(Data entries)
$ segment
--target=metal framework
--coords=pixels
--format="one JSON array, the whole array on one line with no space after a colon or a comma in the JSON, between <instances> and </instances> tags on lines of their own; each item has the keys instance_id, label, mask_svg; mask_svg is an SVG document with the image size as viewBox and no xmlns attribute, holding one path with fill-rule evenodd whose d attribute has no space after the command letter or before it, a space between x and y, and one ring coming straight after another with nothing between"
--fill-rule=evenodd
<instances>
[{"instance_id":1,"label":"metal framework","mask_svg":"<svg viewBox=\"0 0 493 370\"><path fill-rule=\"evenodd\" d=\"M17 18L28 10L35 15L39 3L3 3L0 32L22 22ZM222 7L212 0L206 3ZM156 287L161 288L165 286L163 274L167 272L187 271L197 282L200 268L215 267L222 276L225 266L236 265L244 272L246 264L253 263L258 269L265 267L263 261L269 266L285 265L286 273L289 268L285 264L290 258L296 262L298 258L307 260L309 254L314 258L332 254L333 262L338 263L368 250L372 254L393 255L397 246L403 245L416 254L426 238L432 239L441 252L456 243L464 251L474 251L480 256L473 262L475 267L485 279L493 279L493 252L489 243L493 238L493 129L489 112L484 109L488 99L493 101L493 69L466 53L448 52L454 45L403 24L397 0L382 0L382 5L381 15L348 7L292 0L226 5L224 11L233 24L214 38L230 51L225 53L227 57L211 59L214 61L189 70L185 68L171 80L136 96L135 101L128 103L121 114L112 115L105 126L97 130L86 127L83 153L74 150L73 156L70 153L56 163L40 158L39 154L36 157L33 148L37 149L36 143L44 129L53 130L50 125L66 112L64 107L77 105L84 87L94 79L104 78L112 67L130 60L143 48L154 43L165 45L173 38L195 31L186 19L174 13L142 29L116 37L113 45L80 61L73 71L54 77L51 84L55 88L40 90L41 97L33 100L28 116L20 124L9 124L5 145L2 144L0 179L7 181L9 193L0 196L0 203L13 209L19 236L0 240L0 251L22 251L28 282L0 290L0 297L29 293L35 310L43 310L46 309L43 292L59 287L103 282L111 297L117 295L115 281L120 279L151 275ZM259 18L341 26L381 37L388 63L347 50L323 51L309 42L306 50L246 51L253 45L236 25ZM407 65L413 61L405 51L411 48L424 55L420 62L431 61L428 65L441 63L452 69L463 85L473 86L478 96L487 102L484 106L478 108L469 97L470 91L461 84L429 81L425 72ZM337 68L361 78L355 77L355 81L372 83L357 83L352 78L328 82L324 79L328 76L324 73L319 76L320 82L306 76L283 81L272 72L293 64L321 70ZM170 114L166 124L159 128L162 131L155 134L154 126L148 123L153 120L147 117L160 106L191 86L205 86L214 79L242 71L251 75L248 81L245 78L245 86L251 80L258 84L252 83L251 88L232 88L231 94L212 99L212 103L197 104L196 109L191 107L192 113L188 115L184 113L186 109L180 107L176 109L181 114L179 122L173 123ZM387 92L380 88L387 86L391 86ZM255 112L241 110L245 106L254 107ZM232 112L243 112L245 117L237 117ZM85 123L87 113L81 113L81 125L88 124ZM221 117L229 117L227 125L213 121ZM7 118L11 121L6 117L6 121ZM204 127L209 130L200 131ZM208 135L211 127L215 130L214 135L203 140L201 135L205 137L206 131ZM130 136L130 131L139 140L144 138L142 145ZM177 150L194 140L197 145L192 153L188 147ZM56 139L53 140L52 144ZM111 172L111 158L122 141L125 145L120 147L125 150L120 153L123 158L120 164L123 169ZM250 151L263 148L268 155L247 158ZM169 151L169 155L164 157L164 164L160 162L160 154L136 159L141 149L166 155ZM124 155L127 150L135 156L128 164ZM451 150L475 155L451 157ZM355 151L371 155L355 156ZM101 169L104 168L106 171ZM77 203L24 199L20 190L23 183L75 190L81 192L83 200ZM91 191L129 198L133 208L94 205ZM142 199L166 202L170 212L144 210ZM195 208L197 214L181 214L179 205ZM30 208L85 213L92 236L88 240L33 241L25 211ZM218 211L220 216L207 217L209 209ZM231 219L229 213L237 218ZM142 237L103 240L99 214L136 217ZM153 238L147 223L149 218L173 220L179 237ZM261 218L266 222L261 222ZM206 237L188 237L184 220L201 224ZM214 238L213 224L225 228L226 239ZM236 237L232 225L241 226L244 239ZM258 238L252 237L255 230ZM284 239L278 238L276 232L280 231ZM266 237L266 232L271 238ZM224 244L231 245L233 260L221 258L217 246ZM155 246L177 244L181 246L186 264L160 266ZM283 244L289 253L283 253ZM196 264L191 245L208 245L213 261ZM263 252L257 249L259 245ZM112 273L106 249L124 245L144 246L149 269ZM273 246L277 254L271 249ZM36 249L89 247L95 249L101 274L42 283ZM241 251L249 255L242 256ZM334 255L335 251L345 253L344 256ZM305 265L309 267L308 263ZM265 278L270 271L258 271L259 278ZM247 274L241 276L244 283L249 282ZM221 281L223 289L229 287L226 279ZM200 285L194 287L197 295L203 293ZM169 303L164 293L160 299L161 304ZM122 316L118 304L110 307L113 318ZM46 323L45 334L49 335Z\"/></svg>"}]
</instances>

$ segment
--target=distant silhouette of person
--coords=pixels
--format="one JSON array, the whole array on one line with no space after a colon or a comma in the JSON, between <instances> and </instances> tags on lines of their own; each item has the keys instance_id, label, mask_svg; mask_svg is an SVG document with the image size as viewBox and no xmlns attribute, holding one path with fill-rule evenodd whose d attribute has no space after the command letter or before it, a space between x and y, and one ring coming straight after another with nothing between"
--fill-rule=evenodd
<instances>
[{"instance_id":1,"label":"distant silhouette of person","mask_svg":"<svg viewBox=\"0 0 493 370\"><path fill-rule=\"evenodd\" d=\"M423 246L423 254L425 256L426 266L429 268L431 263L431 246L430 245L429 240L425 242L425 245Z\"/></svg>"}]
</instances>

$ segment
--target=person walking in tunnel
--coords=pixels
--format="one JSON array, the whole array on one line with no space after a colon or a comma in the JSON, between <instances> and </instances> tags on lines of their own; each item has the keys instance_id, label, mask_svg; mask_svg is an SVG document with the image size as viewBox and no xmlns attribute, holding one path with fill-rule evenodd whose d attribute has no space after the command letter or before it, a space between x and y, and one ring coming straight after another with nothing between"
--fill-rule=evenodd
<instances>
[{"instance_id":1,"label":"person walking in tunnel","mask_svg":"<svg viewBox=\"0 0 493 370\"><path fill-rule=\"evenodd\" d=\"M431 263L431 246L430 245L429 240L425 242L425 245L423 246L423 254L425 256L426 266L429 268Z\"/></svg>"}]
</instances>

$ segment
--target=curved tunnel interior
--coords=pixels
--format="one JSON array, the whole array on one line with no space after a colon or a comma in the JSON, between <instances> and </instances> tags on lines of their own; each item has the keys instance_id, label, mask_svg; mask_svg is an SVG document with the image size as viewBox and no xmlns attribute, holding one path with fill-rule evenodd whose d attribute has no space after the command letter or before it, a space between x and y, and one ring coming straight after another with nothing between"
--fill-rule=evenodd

■ Description of the task:
Set down each entry again, unchanged.

■ Reply to the exercise:
$ segment
--target=metal framework
--coords=pixels
--format="one JSON array, the whole array on one line with no space after a colon or a comma in the JSON, between <instances> and </instances> tags on lines of their own; each item has the keys instance_id, label, mask_svg; mask_svg is an SVG document with the image size as viewBox and no xmlns attribute, holding one path with fill-rule evenodd whose d attribute has no space after the command letter or before it, a space between x and y, and one ring coming straight after another with nothing between"
--fill-rule=evenodd
<instances>
[{"instance_id":1,"label":"metal framework","mask_svg":"<svg viewBox=\"0 0 493 370\"><path fill-rule=\"evenodd\" d=\"M17 18L28 10L35 15L39 3L3 3L0 32L22 22ZM222 7L212 0L206 3ZM156 287L161 288L165 286L163 274L167 272L187 271L197 282L200 268L215 267L222 276L225 266L236 265L244 272L246 264L253 263L258 269L265 267L263 261L269 266L285 265L286 273L289 268L285 264L290 258L296 262L298 258L307 260L309 254L314 258L332 254L333 262L338 263L368 250L372 254L393 255L397 246L403 245L416 254L426 238L432 239L441 252L456 243L464 251L474 251L480 256L473 262L475 267L485 279L493 279L493 252L489 243L493 238L493 129L489 112L484 109L488 99L493 101L493 69L466 53L448 52L454 45L403 24L397 0L382 0L382 5L381 15L348 7L292 0L226 5L224 11L233 24L214 38L230 51L225 53L227 57L211 59L214 61L189 70L185 68L171 80L136 96L135 101L128 103L121 114L112 115L105 126L97 130L86 127L83 153L74 150L73 156L70 153L56 163L40 158L39 154L36 157L33 148L37 149L36 143L44 129L53 130L50 125L66 112L64 107L77 105L84 87L94 79L104 78L112 67L130 60L143 48L154 43L165 45L173 38L195 31L186 19L174 13L142 29L116 37L113 45L80 61L73 71L54 77L51 84L55 88L40 90L41 97L33 100L28 116L20 124L9 124L5 145L2 144L0 179L7 181L9 193L0 196L0 203L13 209L19 236L0 240L0 251L22 251L28 282L0 290L0 297L29 293L35 310L43 310L46 309L43 292L59 287L103 282L111 297L117 295L115 281L120 279L151 275ZM259 18L341 26L381 37L388 63L347 50L323 51L309 42L306 50L246 51L253 45L236 25ZM407 65L413 61L405 51L411 48L424 55L420 62L431 61L428 65L441 63L452 69L463 85L473 86L478 96L487 102L484 106L478 108L469 97L470 91L461 84L429 81L425 72ZM337 68L361 78L355 77L355 81L372 83L357 83L352 78L328 82L324 79L328 76L324 73L319 76L320 82L306 76L283 81L272 72L293 64L321 70ZM170 114L166 124L159 128L162 131L155 134L154 126L148 123L153 120L147 117L160 106L191 86L205 86L214 79L242 71L251 75L248 81L245 78L245 86L251 80L258 84L252 83L251 88L232 88L231 94L212 99L212 103L197 104L196 109L191 107L192 113L188 115L184 113L186 109L180 107L176 109L181 114L179 122L173 123ZM387 92L380 88L387 86L391 86ZM255 112L241 110L245 106L254 107ZM232 112L243 112L245 117L237 117ZM85 123L87 113L81 113L81 125L88 124ZM221 117L229 117L227 125L213 121ZM7 118L11 121L6 117L6 121ZM204 127L209 130L200 131ZM208 135L211 127L215 130L214 135L203 140L201 135L205 137L206 131ZM130 136L130 131L139 140L144 138L142 145ZM177 150L194 140L197 145L192 153L188 147ZM56 139L53 140L52 144ZM111 172L111 158L122 141L125 145L120 147L125 150L120 153L123 158L120 164L123 169ZM250 151L263 148L268 155L247 158ZM169 151L169 155L164 157L164 164L160 162L160 154L136 159L141 149L166 155ZM124 155L127 150L135 156L128 164ZM451 150L475 155L451 157ZM355 151L371 155L355 156ZM101 169L104 168L106 171ZM77 203L24 199L20 190L23 183L75 190L81 192L83 200ZM91 191L129 198L133 208L94 205ZM142 199L166 202L170 212L144 210ZM195 208L197 214L181 214L179 205ZM30 208L85 213L92 236L88 240L33 241L25 211ZM218 211L220 216L207 217L209 209ZM231 219L229 213L237 218ZM142 237L103 240L99 214L136 217ZM153 238L147 223L149 218L173 220L179 237ZM261 218L266 222L261 222ZM206 237L188 237L184 220L201 224ZM214 238L213 224L225 228L226 239ZM236 237L232 225L241 226L244 239ZM258 238L252 237L255 230ZM284 239L278 238L276 232L280 231ZM266 237L266 232L271 238ZM224 244L231 245L233 260L221 258L217 246ZM155 246L177 244L181 246L186 264L160 266ZM283 244L289 253L283 253ZM196 264L191 245L208 245L213 261ZM263 252L257 249L259 245ZM112 273L106 249L124 245L144 246L149 269ZM273 246L277 254L271 249ZM36 249L89 247L95 249L101 274L42 283ZM241 251L249 255L242 256ZM334 255L335 251L345 253L344 256ZM305 265L309 267L308 263ZM265 278L270 271L258 271L259 278ZM247 274L241 276L244 283L249 282ZM221 281L223 289L229 287L226 279ZM200 285L194 287L197 295L203 293ZM169 303L164 293L160 299L161 304ZM122 316L118 304L110 307L113 318ZM46 323L45 334L49 335Z\"/></svg>"}]
</instances>

$ segment
--target=distant silhouette of person
--coords=pixels
--format="one JSON array, the whole array on one line with no space after a colon or a comma in the JSON, between <instances> and </instances> tags on lines of their own; each item has the keys instance_id, label, mask_svg; mask_svg is an SVG document with the image size as viewBox and no xmlns attribute, holding one path with fill-rule evenodd whose d attribute has no space after the command letter or before it, a space between x and y, and one ring coming straight after another with nothing between"
--fill-rule=evenodd
<instances>
[{"instance_id":1,"label":"distant silhouette of person","mask_svg":"<svg viewBox=\"0 0 493 370\"><path fill-rule=\"evenodd\" d=\"M423 246L423 254L425 256L426 266L429 268L431 263L431 246L430 245L429 240L425 242L425 245Z\"/></svg>"}]
</instances>

$ segment
--target=person walking in tunnel
--coords=pixels
--format="one JSON array, the whole array on one line with no space after a colon or a comma in the JSON, between <instances> and </instances> tags on lines of their own; each item has the keys instance_id, label, mask_svg; mask_svg is an SVG document with the image size as viewBox and no xmlns attribute, holding one path with fill-rule evenodd whose d attribute has no space after the command letter or before it, a space between x and y, and one ring coming straight after another with nothing between"
--fill-rule=evenodd
<instances>
[{"instance_id":1,"label":"person walking in tunnel","mask_svg":"<svg viewBox=\"0 0 493 370\"><path fill-rule=\"evenodd\" d=\"M431 263L431 246L430 245L429 240L425 242L425 245L423 246L423 254L425 256L426 266L429 268Z\"/></svg>"}]
</instances>

$ segment
--target=curved tunnel interior
--coords=pixels
--format="one JSON array, the whole array on one line with no space after a colon or a comma in the JSON, between <instances> and </instances> tags on lines of their own; each item has the keys instance_id, label, mask_svg; mask_svg is an SVG document with the image size as viewBox and no xmlns attribute, holding one path with fill-rule evenodd whose d attribute has no space after the command letter or before it, a space between x and y, and one ring coming straight after another with nothing between"
--fill-rule=evenodd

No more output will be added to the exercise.